### Supplied passage
Format Pipeline Configuration

The format pipeline works out of the box with sensible defaults. All configuration is optional and goes into your .devboy.toml file.

Quick Start

No configuration needed. The pipeline uses TOON format with 8,000 token budget by default.

Typical savings on real projects (kubernetes, vscode, rust-lang, golang):

  • TOON Full: 3-17% fewer tokens than JSON
  • TOON Standard (with budget trimming): ~44% savings
  • TOON Minimal (with budget trimming): ~92% savings

Run devboy benchmark --owner <owner> --repo <repo> to measure savings on your project.

See Format Pipeline Architecture for detailed benchmarks.

Full Configuration Reference

[format_pipeline]
# Maximum token budget per tool response (default: 8000)
# ~6% of a 128K context window.
# Increase for projects with large issues/MRs, decrease for smaller contexts.
budget_tokens = 8000

# Safety margin for token estimation inaccuracy (default: 0.20)
# Covers up to 25% deviation in compression ratio after trimming.

### Directions
Pick up the format pipeline configuration page right after its last line and carry it on.

### Data under study
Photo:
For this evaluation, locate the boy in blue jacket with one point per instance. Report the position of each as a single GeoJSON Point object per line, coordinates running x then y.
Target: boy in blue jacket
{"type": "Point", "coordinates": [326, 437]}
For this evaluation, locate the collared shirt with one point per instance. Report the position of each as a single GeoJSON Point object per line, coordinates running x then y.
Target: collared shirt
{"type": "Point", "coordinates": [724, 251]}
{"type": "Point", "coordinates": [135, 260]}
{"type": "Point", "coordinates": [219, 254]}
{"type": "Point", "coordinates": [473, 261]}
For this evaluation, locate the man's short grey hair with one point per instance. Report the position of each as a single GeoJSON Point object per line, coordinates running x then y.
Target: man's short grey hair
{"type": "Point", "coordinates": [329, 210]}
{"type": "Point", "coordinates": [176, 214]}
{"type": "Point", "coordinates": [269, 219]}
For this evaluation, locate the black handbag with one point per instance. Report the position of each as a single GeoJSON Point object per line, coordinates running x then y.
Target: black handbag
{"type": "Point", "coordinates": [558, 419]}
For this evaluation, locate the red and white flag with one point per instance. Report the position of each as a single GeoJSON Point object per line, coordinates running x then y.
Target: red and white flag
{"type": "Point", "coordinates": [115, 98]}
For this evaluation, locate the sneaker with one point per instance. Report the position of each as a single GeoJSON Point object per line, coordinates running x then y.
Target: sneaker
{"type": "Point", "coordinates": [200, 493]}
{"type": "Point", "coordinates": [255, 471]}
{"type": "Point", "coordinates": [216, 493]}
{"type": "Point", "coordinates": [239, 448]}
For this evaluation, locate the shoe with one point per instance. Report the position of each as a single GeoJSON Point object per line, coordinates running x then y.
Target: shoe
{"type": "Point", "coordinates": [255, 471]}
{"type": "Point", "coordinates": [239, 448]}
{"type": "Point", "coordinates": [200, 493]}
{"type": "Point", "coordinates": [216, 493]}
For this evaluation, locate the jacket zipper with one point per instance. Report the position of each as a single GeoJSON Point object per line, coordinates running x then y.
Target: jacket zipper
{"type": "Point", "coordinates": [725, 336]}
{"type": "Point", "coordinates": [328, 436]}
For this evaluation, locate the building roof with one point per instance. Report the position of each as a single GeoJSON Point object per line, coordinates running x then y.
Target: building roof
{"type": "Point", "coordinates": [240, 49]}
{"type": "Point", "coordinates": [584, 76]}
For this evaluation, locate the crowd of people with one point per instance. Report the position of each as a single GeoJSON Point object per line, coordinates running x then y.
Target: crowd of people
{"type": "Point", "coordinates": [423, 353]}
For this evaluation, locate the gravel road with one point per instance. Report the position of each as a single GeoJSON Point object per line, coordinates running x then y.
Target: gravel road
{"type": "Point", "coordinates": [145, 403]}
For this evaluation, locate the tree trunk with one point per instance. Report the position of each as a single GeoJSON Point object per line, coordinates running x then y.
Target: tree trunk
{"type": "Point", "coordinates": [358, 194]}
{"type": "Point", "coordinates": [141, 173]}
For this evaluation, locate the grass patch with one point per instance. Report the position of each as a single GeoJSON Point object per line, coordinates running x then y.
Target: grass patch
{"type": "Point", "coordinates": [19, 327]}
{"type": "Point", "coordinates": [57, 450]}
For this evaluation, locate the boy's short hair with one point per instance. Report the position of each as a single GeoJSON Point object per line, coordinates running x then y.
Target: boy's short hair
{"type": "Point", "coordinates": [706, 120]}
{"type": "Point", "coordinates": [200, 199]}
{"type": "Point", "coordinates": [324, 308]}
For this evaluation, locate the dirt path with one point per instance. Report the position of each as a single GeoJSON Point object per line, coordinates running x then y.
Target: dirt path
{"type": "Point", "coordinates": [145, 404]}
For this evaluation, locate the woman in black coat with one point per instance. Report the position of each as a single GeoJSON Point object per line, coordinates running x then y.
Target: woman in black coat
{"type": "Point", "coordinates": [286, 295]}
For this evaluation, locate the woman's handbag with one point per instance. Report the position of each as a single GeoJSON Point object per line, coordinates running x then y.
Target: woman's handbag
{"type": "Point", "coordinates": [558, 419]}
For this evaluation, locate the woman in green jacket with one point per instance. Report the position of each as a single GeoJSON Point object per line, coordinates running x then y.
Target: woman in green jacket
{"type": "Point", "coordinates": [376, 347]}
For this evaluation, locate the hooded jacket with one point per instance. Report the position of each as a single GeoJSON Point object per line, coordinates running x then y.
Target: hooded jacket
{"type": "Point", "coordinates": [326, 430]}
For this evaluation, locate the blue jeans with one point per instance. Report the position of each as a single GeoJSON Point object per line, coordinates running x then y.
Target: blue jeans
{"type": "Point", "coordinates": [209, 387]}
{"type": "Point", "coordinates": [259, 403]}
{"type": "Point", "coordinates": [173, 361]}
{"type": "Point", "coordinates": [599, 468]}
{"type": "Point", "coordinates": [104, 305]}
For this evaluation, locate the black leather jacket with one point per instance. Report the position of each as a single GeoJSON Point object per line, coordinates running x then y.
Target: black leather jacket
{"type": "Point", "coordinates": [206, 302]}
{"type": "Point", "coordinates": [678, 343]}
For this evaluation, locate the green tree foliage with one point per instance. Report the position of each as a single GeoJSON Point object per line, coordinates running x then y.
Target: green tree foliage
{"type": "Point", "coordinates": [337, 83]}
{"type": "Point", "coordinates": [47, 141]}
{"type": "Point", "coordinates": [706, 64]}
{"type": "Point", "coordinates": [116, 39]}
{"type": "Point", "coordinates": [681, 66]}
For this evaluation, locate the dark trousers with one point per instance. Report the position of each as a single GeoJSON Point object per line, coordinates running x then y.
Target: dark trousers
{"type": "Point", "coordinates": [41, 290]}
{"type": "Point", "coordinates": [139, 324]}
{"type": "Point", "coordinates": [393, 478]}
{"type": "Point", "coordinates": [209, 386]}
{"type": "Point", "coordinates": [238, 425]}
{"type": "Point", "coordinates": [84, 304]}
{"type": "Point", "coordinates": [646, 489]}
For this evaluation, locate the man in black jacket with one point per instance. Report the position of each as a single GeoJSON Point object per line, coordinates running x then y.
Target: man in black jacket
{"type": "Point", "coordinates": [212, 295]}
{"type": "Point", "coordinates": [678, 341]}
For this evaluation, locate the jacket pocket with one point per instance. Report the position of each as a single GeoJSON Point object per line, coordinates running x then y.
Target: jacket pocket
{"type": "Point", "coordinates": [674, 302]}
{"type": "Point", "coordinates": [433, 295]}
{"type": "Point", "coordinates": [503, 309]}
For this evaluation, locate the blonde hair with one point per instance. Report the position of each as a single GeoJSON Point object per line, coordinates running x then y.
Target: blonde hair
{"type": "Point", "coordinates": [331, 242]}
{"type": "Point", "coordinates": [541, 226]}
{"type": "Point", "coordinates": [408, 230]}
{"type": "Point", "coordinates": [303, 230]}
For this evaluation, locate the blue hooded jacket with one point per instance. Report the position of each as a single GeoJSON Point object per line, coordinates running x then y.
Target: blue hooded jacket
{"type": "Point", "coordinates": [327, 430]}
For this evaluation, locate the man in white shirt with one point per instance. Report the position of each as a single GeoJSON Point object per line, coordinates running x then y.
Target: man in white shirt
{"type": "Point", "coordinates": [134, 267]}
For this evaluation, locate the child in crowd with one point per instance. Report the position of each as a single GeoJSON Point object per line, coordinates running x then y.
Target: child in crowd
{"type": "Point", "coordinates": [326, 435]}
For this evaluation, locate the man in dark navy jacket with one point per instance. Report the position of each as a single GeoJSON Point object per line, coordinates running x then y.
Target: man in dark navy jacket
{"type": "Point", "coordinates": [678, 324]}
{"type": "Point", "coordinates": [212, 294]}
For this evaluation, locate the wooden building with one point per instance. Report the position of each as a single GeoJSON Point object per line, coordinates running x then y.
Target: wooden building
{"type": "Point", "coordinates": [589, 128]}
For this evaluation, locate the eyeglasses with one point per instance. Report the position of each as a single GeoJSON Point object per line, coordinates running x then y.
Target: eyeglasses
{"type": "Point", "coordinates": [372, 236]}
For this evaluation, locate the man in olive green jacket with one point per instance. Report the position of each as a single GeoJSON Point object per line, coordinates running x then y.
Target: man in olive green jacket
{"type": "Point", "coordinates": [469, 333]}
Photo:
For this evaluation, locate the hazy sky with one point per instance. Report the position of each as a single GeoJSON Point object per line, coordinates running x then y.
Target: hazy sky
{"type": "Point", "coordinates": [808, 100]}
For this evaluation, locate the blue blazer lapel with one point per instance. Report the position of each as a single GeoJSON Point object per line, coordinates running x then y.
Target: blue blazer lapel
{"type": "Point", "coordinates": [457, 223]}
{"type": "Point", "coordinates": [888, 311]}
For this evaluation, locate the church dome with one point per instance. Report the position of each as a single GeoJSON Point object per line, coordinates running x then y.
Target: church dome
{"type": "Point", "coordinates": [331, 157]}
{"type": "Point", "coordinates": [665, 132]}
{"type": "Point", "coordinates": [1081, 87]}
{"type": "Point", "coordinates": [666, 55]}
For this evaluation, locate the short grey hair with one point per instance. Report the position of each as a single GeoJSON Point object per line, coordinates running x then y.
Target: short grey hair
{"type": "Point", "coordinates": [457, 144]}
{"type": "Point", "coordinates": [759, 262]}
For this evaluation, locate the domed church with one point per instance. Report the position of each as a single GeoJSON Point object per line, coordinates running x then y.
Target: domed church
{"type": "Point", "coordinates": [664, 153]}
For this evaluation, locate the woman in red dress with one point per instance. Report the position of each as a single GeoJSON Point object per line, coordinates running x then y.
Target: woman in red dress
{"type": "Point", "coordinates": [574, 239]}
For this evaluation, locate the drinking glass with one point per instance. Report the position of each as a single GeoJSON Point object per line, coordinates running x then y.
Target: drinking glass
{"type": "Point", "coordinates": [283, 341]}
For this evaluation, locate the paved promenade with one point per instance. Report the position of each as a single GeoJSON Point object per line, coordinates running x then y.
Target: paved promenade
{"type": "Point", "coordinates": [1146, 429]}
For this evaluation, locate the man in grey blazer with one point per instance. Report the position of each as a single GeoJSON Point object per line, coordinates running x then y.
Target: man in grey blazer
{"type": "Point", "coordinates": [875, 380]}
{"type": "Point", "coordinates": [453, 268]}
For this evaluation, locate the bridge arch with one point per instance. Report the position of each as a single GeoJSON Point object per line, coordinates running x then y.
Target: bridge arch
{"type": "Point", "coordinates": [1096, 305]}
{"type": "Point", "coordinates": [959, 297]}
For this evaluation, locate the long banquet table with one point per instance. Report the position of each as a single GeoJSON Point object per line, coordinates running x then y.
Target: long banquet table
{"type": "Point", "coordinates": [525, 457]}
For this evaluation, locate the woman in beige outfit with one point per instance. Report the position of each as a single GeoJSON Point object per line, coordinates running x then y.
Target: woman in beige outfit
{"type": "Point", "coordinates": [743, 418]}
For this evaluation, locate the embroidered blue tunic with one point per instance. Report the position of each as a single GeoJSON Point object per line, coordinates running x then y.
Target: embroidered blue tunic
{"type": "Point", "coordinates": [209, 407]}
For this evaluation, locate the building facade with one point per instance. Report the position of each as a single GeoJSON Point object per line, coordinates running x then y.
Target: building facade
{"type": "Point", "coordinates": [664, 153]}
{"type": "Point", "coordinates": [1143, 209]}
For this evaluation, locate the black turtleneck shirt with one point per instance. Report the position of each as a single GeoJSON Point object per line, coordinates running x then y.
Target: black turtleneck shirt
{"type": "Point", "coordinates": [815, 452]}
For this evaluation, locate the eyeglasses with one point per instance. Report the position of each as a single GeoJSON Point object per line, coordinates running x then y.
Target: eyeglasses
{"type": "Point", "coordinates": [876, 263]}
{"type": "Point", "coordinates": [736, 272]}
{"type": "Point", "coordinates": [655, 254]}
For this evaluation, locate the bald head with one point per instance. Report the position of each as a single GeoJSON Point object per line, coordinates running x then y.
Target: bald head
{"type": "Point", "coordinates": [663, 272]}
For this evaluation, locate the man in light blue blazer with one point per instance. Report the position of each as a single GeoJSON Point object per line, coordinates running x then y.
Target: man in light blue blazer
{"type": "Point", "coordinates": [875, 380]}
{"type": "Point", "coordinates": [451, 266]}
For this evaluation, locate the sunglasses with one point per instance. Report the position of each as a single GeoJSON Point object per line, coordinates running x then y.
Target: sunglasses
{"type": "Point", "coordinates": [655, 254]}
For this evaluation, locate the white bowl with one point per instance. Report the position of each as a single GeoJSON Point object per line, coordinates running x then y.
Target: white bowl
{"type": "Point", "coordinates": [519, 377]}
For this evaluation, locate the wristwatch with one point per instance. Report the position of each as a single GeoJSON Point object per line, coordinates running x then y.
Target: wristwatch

### Answer space
# Increase if you see outputs slightly exceeding budget.
margin = 0.20

# Maximum trim-encode-verify iterations (default: 3)
# 2 is sufficient in 99% of cases; 3 is a safety net.
max_iterations = 3

# Default output format: "toon" or "json" (default: "toon")
# toon — optimized for LLM consumption (39-90% token savings)
# json — for programmatic processing
default_format = "toon"

# Override trimming strategies for specific tools.
# Keys are tool names, values are strategy names.
#
# Available strategies:
#   element_count      — for flat lists (issues, MRs)
#   cascading          — chronological decay for comments
#   size_proportional  — for diffs (weighted by file type)
#   thread_level       — for discussions (resolved vs unresolved)
#   head_tail          — for logs (head + tail preservation)
#   default            — uniform value, no semantic trimming
[format_pipeline.strategies]
# Examples:
# get_issues = "element_count"          # already the default
# get_job_logs = "head_tail"            # already the default
# "cloud__get_tasks" = "element_count"  # proxy tool override

# Automatic strategy mapping for proxy tools.
[format_pipeline.proxy_matching]
# When true (default), proxy tool names are stripped of their prefix
# (e.g. "cloud__get_issues" → "get_issues") and matched against
# hardcoded defaults. Set to false to require explicit strategy
# mapping for all proxy tools.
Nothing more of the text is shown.